Le courriel

Tout comme l'automobile et le téléphone en leur temps, les outils numériques ont transformé les pratiques sociales. Même si, dans un premier temps, les outils numériques se sont attachés à imiter le fonctionnement d'outils qui préexistaient dans le monde matériel, la possibilité de copie de l'information à l'identique et à coût marginal nul a posé des questions juridiques et d'usage nouvelles.

Tel est le cas du « courriel » (mot-valise formé par contraction des mots « courrier » et « électronique »). Ce service est un excellent exemple des différents types de communication entre individus, à travers ses nombreux cas d'usage : certains créatifs, d'autres parfois drôles (ou pas), et d'autres tout-à-fait illégaux !

Le courriel : des possibilités techniques étendues

Le courriel est le plus ancien service offert par l'Internet. À l'époque de sa création, on ne pouvait envoyer que du texte brut, sans aucune fioriture : juste des caractères de machine à écrire, sans choix de forme ni de couleur.

Alors que, lorsqu'on écrit un courrier à la main, on ne peut l'envoyer qu'à un unique correspondant, la possibilité de copier instantanément les données numériques permet l'envoi du même courriel à des destinataires multiples. La copie numérique accélère et facilite le débat et les échanges d'idées : alors qu'il est fastidieux de recopier un morceau d'une lettre écrite pour y répondre, tout fragment de texte numérisé peut être immédiatement repris et cité.

◆ **Données disponibles**:
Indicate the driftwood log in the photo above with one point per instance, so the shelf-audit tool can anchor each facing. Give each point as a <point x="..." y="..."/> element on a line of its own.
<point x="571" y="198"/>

◆ **Liste des consignes**:
1. Recopiez fidèlement, dans le texte sur le courriel, tout ce qui va de « Tel est le cas » jusqu'à « ni de couleur. ».
2. Prolongez le texte consacré au courriel à la suite de sa dernière phrase.

◆ **Réponses rédigées**:
1.
Tel est le cas du « courriel » (mot-valise formé par contraction des mots « courrier » et « électronique »). Ce service est un excellent exemple des différents types de communication entre individus, à travers ses nombreux cas d'usage : certains créatifs, d'autres parfois drôles (ou pas), et d'autres tout-à-fait illégaux !

Le courriel : des possibilités techniques étendues

Le courriel est le plus ancien service offert par l'Internet. À l'époque de sa création, on ne pouvait envoyer que du texte brut, sans aucune fioriture : juste des caractères de machine à écrire, sans choix de forme ni de couleur.

2.
Par conception, envoyer des courriels sur Internet consiste à transférer un contenu numérique à un ou plusieurs destinataires. Il était donc simple d'étendre ce mécanisme pour permettre l'envoi de tout type de fichier numérique, inclus dans le courriel en tant que « pièce jointe » : images, sons, vidéos, logiciels, etc. Tout ce qui est numérisé peut être échangé.

Le courriel : usages et Netiquette

La Netiquette (contraction de « network etiquette », ce dernier mot pris dans son sens historique de « règles de savoir-vivre ») est la façon de bien se comporter sur les réseaux numériques. Comme le courriel est le premier service de communication créé sur Internet, la Netiquette du courriel est très ancienne et bien établie. Ce sont des règles d'usage adoptées collectivement, au niveau mondial, par plus de deux milliards de personnes.

Les règles de la Netiquette du courriel sont simples et de bon sens. Elles transposent dans le monde numérique de nombreux usages préexistants de la correspondance papier. Il a cependant fallu les adapter à un support originellement « pauvre », car constitué de simples caractères de machine à écrire.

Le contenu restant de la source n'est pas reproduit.